Photo object pointing entries:

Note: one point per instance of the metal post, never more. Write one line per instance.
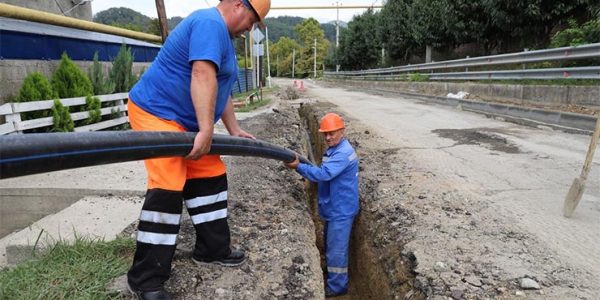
(246, 61)
(337, 37)
(268, 59)
(293, 62)
(315, 60)
(162, 19)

### WHAT IS REQUIRED
Copy every entry above word for word and line for line, leaving out the pictures.

### EXERCISE ANSWER
Note: one point per instance of the metal post, never more. Write one line per instance.
(246, 61)
(337, 37)
(268, 59)
(293, 62)
(315, 60)
(162, 19)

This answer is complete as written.